| Extrait du texte |
• • • • •
Parmi eux, on trouve les stable coins (jetons indexés), qui s’appuient sur les cours de monnaies traditionnelles. Mais il y a aussi pléthore de ce que les initiés appellent shitcoins, littéralement « jetons de merde ». C’est-à-dire des devises qui, loin d’être décentralisées, sont en réalité contrôlées par leurs fondateurs. Des centaines de projets voient le jour, lancés par des influenceurs, des combattants célèbres d’arts martiaux, voire des États peu regardants comme la République centrafricaine.
Certains sont de bêtes arnaques, d’autres des aventures entrepreneuriales bancales, sans que l’on sache toujours discerner le mauvais grain de l’ivraie. Dès lors, pour qu’une nouvelle devise perce le mur de l’indifférence, elle doit être capable de mobiliser les foules, et le chemin le plus court est le parrainage par des personnalités influentes. La plus puissante d’entre elles étant… Donald Trump.
L’arbre généalogique du clan
Trenchev ne s’y est pas trompé. « L’élection [américaine] a suscité un engouement sans précédent pour un cadre réglementaire favorable aux cryptomonnaies, euphémisait sa société sur son blog, fin décembre 2024. Les bases posées devraient ouvrir la voie à une clarification réglementaire significative en 2025, renforçant ainsi la confiance dans le domaine des actifs numériques. »
En réalité, c’est une fièvre crypto qui s’est emparée de la Maison Blanche, au bénéfice des Trump. Et Antoni Trenchev est loin d’être le seul – ni le plus influent – des cryptobarons à avoir senti le vent tourner. Tous rêvent du marché américain, et d’une publicité planétaire offerte par l’enthousiasme du président de la première puissance mondiale. Il suffit désormais de trouver sa place dans le sillage d’un des nombreux projets portés par les Trump. Pas dur. Recenser les cryptomonnaies qu’ils ont lancées revient à dérouler l’arbre généalogique du clan – du $TRUMP au $MELANIA, en passant par le familial $WLFI (« World Liberty Financial »). À chaque membre son produit dérivé. La liste donne le tournis, amenant le conflit d’intérêts – et avec lui les risques de délit d’initié – à des niveaux inédits.
• • • • •
| Extrait de données |
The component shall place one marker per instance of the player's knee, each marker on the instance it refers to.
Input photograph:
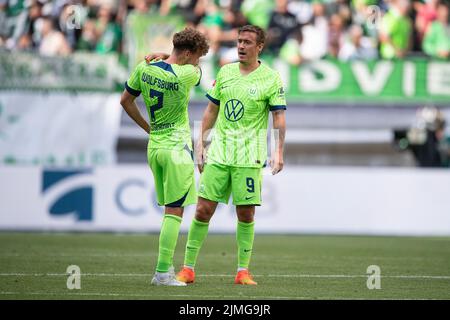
• • • • •
| Consigne |
Extrayez du texte sur les cryptomonnaies le passage compris entre « Certains sont de » et « étant… Donald Trump. », bornes incluses.

| Corrigé |
Certains sont de bêtes arnaques, d’autres des aventures entrepreneuriales bancales, sans que l’on sache toujours discerner le mauvais grain de l’ivraie. Dès lors, pour qu’une nouvelle devise perce le mur de l’indifférence, elle doit être capable de mobiliser les foules, et le chemin le plus court est le parrainage par des personnalités influentes. La plus puissante d’entre elles étant… Donald Trump.